- [WHAT THE EXERCISE ASKS]: Take all the material and copy it exactly.

- [AVAILABLE RECORDS]:
# # # # #

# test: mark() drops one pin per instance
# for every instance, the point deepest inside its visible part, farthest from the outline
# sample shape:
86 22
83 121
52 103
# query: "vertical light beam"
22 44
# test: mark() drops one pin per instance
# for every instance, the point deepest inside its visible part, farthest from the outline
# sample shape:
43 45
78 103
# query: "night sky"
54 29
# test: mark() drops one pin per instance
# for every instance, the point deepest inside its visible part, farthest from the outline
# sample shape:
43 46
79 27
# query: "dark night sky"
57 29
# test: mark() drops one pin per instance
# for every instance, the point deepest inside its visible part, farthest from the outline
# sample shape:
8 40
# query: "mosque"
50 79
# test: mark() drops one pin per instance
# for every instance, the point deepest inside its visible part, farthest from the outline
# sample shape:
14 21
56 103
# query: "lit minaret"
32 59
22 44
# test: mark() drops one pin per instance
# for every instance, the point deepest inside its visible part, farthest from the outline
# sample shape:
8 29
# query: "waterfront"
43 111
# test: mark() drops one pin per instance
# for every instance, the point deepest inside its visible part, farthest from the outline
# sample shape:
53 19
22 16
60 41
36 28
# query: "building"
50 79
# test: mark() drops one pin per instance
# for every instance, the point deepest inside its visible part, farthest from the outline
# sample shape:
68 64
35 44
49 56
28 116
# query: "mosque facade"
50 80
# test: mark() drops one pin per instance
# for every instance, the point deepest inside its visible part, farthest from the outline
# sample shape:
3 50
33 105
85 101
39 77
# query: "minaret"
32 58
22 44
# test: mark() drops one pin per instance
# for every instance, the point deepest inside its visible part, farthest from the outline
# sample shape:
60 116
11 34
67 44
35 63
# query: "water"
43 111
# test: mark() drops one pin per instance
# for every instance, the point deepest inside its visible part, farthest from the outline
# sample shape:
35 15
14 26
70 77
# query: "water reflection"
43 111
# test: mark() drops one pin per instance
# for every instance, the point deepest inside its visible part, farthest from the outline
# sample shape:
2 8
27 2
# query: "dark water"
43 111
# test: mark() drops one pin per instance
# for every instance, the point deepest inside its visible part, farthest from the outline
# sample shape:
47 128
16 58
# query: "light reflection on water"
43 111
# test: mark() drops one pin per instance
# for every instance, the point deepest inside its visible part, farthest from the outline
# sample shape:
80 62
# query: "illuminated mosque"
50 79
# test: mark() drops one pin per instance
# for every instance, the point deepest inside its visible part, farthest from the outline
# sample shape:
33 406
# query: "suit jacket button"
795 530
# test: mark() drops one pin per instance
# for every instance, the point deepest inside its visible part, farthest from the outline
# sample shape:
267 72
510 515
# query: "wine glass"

# # # # #

- [FINAL RESULT]:
# test: mark() drops one pin per instance
# for every instance, the point deepest inside its visible part, farthest from the outline
# sample shape:
86 22
83 121
52 103
# query: "vertical light beam"
22 44
# test: mark() drops one pin per instance
# for every instance, the point deepest inside its visible part, farthest from the outline
# sample shape:
43 45
78 103
# query: "night sky"
54 29
# test: mark() drops one pin per instance
# for every instance, the point deepest inside its visible part, farthest from the outline
# sample shape:
43 46
79 27
# query: "dark night sky"
57 29
# test: mark() drops one pin per instance
# for every instance, the point deepest inside its visible part, farthest from the outline
# sample shape:
8 40
# query: "mosque"
50 79
# test: mark() drops one pin per instance
# for every instance, the point deepest inside its visible part, farthest from the outline
# sample shape:
14 21
56 103
# query: "lit minaret"
32 59
22 44
# test: mark() drops one pin per instance
# for every instance, the point deepest inside its visible part, farthest from the outline
# sample shape:
8 29
# query: "waterfront"
43 111
# test: mark() drops one pin per instance
# for every instance, the point deepest inside its visible part, farthest from the outline
# sample shape:
53 19
22 16
60 41
36 28
# query: "building"
50 79
# test: mark() drops one pin per instance
# for every instance, the point deepest inside its visible part, farthest from the outline
# sample shape:
68 64
35 44
49 56
28 116
# query: "mosque facade"
50 80
# test: mark() drops one pin per instance
# for every instance, the point deepest inside its visible part, farthest from the outline
# sample shape:
3 50
33 105
85 101
39 77
# query: "minaret"
32 58
22 44
# test: mark() drops one pin per instance
# for every instance, the point deepest inside its visible part, farthest from the outline
# sample shape:
60 116
11 34
67 44
35 63
# query: "water"
43 111
# test: mark() drops one pin per instance
# for every instance, the point deepest inside its visible part, farthest from the outline
# sample shape:
35 15
14 26
70 77
# query: "water reflection"
43 111
# test: mark() drops one pin per instance
# for every instance, the point deepest inside its visible part, farthest from the outline
# sample shape:
2 8
27 2
# query: "dark water"
43 111
# test: mark() drops one pin per instance
# for every instance, the point deepest inside its visible part, farthest from the outline
# sample shape:
47 128
16 58
# query: "light reflection on water"
43 111
# test: mark() drops one pin per instance
# for every instance, the point deepest inside its visible part, farthest from the outline
# sample shape:
80 62
# query: "illuminated mosque"
50 79
# test: mark() drops one pin per instance
# for every instance, the point deepest inside its visible part, farthest from the outline
# sample shape:
33 406
# query: "suit jacket button"
795 530
# test: mark() drops one pin per instance
# for every instance, the point deepest inside its visible part, farthest from the outline
# sample shape:
267 72
510 515
# query: "wine glass"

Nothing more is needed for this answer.